Provided text:
※ ※ ※
VA Cannabis Prohibition: A Disservice to Those Who Served
As a federal agency, the VA is not only barred from prescribing cannabis, they are prohibited from even recommending its use for medical purpose.
The Department of Veterans Affairs exists at a crossroads, with dueling mandates. It was created to provide services to our nation’s military members, which it does in part by operating the nation’s largest integrated health care system. But while it’s charged with providing the highest possible medical service to veterans, it’s also bound to follow all the laws of the U.S. federal government. Thanks to the evolving science behind medical cannabis, it has become clear that the two goals of the VA are incompatible.
The question becomes: which mandate is the prime directive and which should be sidelined in service to the other. The organization cannot provide the highest level of medical care to veterans and keep its current policies on cannabis. As of now, not only can doctors at veterans’ hospitals not prescribe medical cannabis — they are prohibited from even advising patients on its use.
※ ※ ※
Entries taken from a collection
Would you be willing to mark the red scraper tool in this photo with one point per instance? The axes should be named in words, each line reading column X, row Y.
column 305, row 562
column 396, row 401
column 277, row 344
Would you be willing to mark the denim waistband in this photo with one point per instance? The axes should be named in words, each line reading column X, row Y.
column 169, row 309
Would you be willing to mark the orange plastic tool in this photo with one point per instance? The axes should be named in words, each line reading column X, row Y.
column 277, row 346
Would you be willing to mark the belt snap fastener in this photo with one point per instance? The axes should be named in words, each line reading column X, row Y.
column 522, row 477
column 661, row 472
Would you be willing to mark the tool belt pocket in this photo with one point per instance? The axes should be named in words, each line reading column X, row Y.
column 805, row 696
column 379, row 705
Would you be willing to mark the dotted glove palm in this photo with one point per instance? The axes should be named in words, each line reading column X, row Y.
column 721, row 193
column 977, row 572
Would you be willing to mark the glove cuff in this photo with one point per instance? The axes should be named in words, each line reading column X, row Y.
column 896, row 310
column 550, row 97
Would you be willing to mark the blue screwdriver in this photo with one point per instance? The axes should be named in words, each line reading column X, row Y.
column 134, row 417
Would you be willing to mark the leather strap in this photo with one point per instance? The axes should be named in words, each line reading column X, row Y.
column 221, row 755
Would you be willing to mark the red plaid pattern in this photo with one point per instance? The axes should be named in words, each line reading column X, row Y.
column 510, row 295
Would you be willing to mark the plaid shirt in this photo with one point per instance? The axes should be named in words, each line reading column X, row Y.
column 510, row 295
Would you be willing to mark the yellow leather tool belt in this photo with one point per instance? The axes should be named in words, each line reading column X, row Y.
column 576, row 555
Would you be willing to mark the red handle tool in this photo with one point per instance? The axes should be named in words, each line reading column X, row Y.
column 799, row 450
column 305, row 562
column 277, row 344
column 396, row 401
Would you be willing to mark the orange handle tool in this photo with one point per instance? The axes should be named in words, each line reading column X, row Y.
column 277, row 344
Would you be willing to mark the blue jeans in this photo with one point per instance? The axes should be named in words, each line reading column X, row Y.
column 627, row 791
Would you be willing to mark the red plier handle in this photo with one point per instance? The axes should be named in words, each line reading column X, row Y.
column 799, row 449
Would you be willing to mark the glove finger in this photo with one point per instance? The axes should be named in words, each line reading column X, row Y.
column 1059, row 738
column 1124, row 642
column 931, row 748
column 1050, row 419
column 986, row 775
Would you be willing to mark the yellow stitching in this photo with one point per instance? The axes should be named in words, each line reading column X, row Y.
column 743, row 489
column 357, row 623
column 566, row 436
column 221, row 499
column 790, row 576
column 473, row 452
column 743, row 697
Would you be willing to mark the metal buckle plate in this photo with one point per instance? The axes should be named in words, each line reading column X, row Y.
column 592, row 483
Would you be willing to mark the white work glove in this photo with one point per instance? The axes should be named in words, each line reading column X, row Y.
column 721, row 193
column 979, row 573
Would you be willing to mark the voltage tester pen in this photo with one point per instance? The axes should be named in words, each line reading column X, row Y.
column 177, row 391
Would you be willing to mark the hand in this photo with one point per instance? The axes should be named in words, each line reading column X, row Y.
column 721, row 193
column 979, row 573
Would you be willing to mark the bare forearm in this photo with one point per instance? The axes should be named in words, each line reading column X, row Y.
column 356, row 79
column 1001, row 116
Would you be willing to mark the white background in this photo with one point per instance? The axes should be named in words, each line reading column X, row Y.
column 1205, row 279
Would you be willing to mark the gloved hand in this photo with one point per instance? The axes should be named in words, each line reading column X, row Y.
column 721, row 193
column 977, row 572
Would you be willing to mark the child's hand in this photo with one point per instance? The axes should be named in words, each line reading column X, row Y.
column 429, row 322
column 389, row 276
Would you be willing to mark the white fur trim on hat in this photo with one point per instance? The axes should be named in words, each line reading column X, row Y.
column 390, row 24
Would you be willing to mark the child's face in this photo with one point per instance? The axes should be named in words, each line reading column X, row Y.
※ ※ ※
What to work on:
1 > According to the VA cannabis article, what does the Department of Veterans Affairs operate as part of serving military members?
2 > Copy the portion of the VA cannabis article that opens with the words "VA Cannabis Prohibition: A" and closes with "VA are incompatible.".

Outputs for the tasks:
1 > It operates the nation's largest integrated health care system.

2 >
VA Cannabis Prohibition: A Disservice to Those Who Served
As a federal agency, the VA is not only barred from prescribing cannabis, they are prohibited from even recommending its use for medical purpose.
The Department of Veterans Affairs exists at a crossroads, with dueling mandates. It was created to provide services to our nation’s military members, which it does in part by operating the nation’s largest integrated health care system. But while it’s charged with providing the highest possible medical service to veterans, it’s also bound to follow all the laws of the U.S. federal government. Thanks to the evolving science behind medical cannabis, it has become clear that the two goals of the VA are incompatible.